No, it does, there's a bug in that despite never telling the driver
about monitor interfaces, we still pass it the monitor interface vif
pointer in TX.
> There has been some discussion on the use of monitor interfaces for
> injecting frames in the context of how management frame protection (IEEE
> 802.11w) should work with hostapd. The current design is not ideal and
> mac80211 should really be converting the netdev from mon.wlan# to wlan#;
> it just does not have enough information to do this if there may be more
> than one virtual netdev for the radio..
Right. What I've done in
commit 166a7cfdff64211f90b9ea60ec7dc302cf39b20f
Author: Johannes Berg <[email protected]>
Date: Fri Sep 12 22:52:47 2008 +0200
mac80211: fix virtual interfaces vs. injection
is that it takes the TA to match up, that is incomplete when you have
WDS or something configured but should be better than the current
behaviour.
> One option that has been
> discussed is to add a radiotap parameter to indicate the interface for
> the injected frame. This way mac80211 should be able to map it to the
> correct interface and the driver would not get into this sort of
> situation where it gets a frame from an unexpected interface.
That's what I'm aiming for.
> As far as the crash itself is concerned, this may be an issue in the
> driver. Please note that net/mac80211.h explicitly notes that vif can be
> NULL for injected frames (i.e., frame from monitor interface).
Note that this is new behaviour after the patch above, in the patch
above I fixed rt2x00 to not crash when this happens. Hence, the affected
system is most likely before the crash above.
> rt2x00
> seems to be doing some kind of mapping from vif to rt2x00_intf with
> vif_to_intf() in rt2x00queue_create_tx_descriptor(). That function
> handles the NULL case by not allocating a sequence number which itself
> seems incorrect;
That was intentionally done in my patch, people have been asking for
being able to inject sequence numbers, and when the TA is known then
mac80211 will not pass NULL.
> I'll leave the following details in for whoever is reading
> linux-wireless and may have missed the original message..
Thanks.
Based on the information, I believe that this is fixed by the patch
above.
johannes
On Friday 26 September 2008, Jouni Malinen wrote:
> (fixed linux-wireless address to get this to more appropriate people)

######

Problems to solve »
a – Pull out each line of the entries below that contains the word "white".
b – Extend the mailing-list discussion above about mac80211 monitor interfaces and frame injection, picking up right after its last line.

######

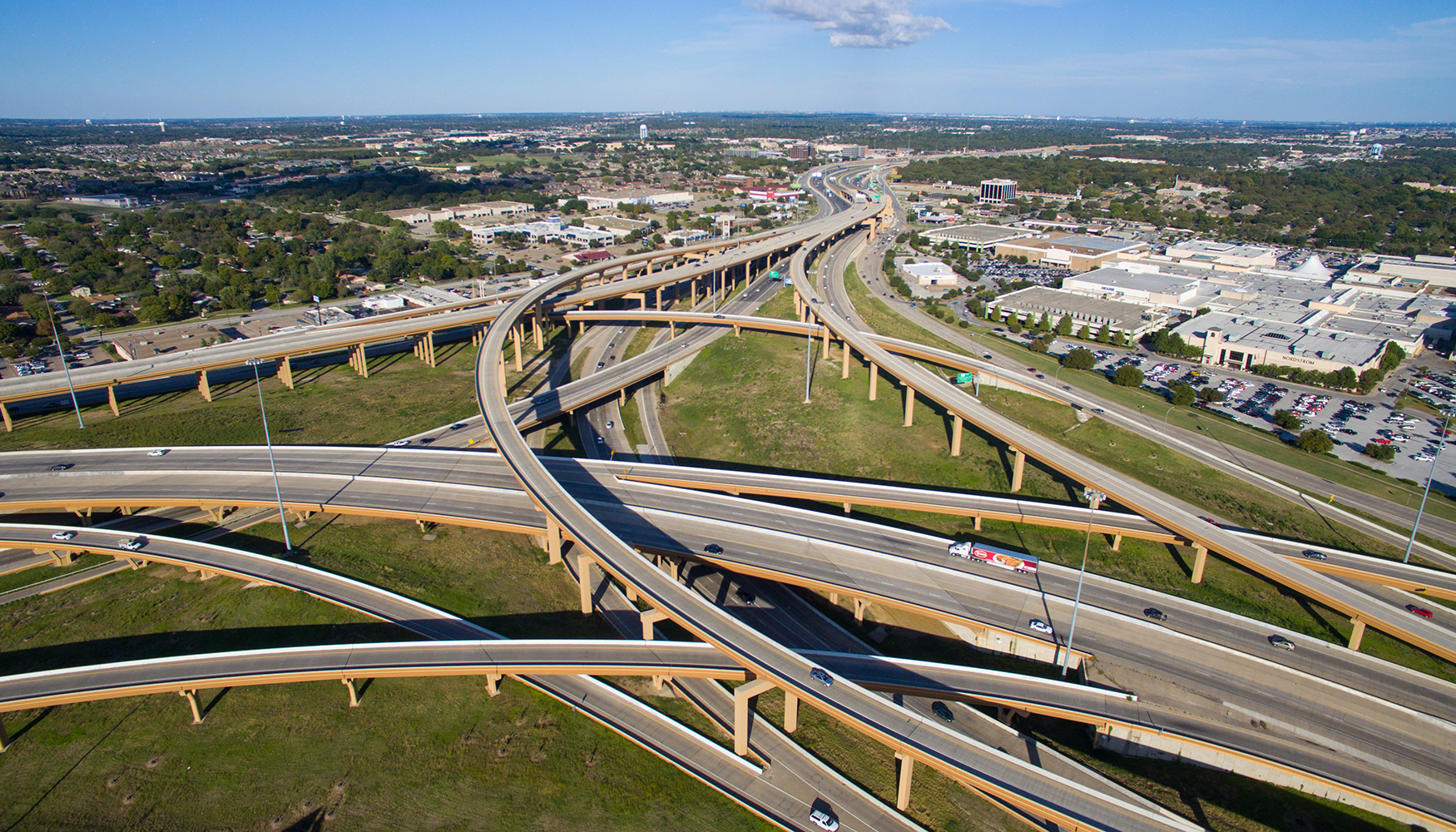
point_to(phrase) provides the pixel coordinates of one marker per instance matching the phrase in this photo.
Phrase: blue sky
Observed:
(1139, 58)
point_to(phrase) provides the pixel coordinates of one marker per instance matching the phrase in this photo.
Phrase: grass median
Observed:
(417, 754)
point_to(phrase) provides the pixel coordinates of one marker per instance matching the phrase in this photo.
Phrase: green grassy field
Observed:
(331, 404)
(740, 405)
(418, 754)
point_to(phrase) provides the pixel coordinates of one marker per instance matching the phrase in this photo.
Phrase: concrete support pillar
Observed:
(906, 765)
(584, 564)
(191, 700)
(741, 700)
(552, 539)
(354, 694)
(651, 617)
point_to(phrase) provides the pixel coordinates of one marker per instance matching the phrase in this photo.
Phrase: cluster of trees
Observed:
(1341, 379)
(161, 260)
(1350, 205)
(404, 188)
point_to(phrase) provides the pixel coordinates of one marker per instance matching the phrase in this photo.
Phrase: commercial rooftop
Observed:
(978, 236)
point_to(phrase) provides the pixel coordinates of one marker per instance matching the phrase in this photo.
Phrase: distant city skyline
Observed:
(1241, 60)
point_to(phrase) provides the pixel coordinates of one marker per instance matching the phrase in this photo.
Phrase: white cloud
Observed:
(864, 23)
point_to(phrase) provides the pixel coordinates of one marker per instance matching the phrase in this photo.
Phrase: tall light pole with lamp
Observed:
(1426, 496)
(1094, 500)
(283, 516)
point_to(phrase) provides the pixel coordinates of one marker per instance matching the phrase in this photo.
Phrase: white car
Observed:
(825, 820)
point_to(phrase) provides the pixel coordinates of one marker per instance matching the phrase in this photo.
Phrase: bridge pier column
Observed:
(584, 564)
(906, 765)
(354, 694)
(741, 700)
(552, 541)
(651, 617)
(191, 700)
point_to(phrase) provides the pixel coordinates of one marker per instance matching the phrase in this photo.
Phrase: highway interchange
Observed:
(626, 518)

######

Responses by task »
a –
Phrase: white cloud
Phrase: white car

b –
>
> On Fri, Sep 12, 2008 at 12:00:49PM +1000, Iwo Mergler wrote:
>
> > I'm trying to get to the bottom of a bug that stops me from using
> > hostapd - mac80211 - rt2x00 - rt73usb as an access point.
> >
> > Initially, I assumed a bug within the rt2x00 driver and added some
> > tracing code to that. However, it now looks like the error is more
> > likely within mac80211 or hostapd.
>
> > I'm testing this on two systems, vmware-based x86 and ARM. The bug
> > exists on both, but on the x86 the AP actually emits beacons, while
> > on the ARM the system crashes on a bad spinlock.
> >
> > The reason for the problem is the driver private data (vif), which
> > doesn't get initialised, due to a missing call from mac80211.
>
> This works with other drivers.. Not that that would automatically mean
> that something wouldn't be wrong in mac80211 ;-). As far as I can tell,
> hostapd does things the way it is supposed to and the main question
> would be in the area of what mac80211 does with frames injected through
> a monitor event.
It probably works with other drivers because those use hardware sequence
counters for their hardware. ;)
> As far as the crash itself is concerned, this may be an issue in the
> driver. Please note that net/mac80211.h explicitly notes that vif can be
> NULL for injected frames (i.e., frame from monitor interface). rt2x00
> seems to be doing some kind of mapping from vif to rt2x00_intf with
> vif_to_intf() in rt2x00queue_create_tx_descriptor(). That function
> handles the NULL case by not allocating a sequence number which itself
> seems incorrect; all the virtual interfaces sharing the same STA/AP
> interface should share the same sequence number space.
So to what AP is a monitor interface associated with then?
Or to which virtual interface has it been tied with?
Please note that som ehardware support multiple Master mode interfaces,
so it doesn't know which monitor interface would be tied to which Monitor interface
to share the sequence counter with.
Note that the vif structure is only created when the add_interface() callback
function is used. When you send a frame, it is fine to send it over the monitor
interface as long as you don't expect the driver to control the sequence counter
for that interface.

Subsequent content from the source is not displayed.